Render the stretch of the records below that opens with the line containing "eyebrow, one per animal or object that matches." and closes with the line containing "(836, 1022)", both ends included, as a JSON list of strings with one string per line and blank lines omitted. Include only those lines.

----

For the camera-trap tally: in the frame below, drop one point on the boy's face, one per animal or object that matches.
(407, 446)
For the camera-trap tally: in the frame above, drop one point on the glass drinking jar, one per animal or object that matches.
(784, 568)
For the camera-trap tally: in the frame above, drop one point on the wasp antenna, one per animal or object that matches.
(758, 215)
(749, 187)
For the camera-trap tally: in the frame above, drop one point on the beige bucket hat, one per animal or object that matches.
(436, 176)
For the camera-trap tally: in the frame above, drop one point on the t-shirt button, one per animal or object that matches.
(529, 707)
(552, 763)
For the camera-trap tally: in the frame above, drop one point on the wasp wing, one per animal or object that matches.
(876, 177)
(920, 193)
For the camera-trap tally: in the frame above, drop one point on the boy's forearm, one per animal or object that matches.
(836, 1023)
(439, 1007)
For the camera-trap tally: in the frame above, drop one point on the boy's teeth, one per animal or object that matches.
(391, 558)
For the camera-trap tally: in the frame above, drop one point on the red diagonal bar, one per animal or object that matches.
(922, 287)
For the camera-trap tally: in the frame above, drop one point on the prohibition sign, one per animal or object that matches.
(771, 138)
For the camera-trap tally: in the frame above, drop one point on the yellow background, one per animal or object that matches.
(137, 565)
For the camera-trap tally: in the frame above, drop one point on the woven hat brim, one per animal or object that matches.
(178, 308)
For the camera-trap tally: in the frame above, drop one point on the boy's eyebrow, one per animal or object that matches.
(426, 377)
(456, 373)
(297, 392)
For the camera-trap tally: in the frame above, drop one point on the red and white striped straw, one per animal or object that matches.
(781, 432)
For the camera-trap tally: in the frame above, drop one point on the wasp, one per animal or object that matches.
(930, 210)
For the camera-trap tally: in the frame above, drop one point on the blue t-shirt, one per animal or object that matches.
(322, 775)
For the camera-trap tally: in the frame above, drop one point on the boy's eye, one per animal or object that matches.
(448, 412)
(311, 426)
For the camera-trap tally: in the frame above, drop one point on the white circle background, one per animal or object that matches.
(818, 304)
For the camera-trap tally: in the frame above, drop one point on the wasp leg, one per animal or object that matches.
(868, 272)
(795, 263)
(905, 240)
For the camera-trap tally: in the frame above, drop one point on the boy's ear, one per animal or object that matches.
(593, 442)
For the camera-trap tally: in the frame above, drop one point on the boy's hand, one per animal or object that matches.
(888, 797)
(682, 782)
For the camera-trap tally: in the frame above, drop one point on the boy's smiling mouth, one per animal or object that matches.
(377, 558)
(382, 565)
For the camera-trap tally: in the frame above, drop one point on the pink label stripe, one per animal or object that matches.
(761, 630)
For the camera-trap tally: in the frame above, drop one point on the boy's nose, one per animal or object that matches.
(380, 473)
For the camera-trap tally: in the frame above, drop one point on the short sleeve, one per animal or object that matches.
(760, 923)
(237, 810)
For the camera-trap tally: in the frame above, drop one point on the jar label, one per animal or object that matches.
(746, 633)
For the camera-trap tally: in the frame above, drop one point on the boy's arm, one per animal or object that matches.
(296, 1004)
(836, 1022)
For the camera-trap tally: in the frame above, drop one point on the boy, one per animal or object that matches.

----

_RESULT FOR THIS TASK:_
[
  "For the camera-trap tally: in the frame above, drop one point on the boy's eyebrow, one per animal or object that matches.",
  "(426, 377)",
  "(456, 373)",
  "(297, 392)",
  "For the camera-trap tally: in the frame above, drop one point on the red and white striped straw, one per animal or object that matches.",
  "(781, 432)",
  "For the camera-trap tally: in the frame above, drop one point on the wasp, one per animal or object that matches.",
  "(930, 210)",
  "For the camera-trap tally: in the frame above, drop one point on the blue t-shirt, one per animal or object that matches.",
  "(322, 775)",
  "For the camera-trap tally: in the frame above, drop one point on the boy's eye, one per animal or object that matches.",
  "(448, 412)",
  "(311, 426)",
  "For the camera-trap tally: in the frame above, drop one point on the white circle background, one per animal or object that matches.",
  "(818, 304)",
  "For the camera-trap tally: in the frame above, drop one point on the wasp leg, one per animal or object that matches.",
  "(868, 272)",
  "(795, 263)",
  "(905, 240)",
  "For the camera-trap tally: in the frame above, drop one point on the boy's ear, one per animal or object that matches.",
  "(593, 442)",
  "For the camera-trap tally: in the frame above, drop one point on the boy's hand, one per animal or object that matches.",
  "(888, 797)",
  "(682, 782)",
  "For the camera-trap tally: in the frame above, drop one point on the boy's smiling mouth, one per animal or object that matches.",
  "(377, 558)",
  "(382, 565)",
  "For the camera-trap tally: in the frame above, drop one point on the pink label stripe, one per animal or object that matches.",
  "(761, 630)",
  "For the camera-trap tally: in the frame above, drop one point on the boy's nose, one per animal or object that matches.",
  "(380, 473)",
  "For the camera-trap tally: in the frame above, drop one point on the short sleeve, one per animal or object that matches.",
  "(760, 923)",
  "(237, 810)",
  "For the camera-trap tally: in the frame above, drop one point on the jar label, one per animal or object that matches.",
  "(746, 633)",
  "For the camera-trap tally: in the frame above, drop one point on the boy's arm, one per animal or object that matches.",
  "(296, 1004)",
  "(836, 1022)"
]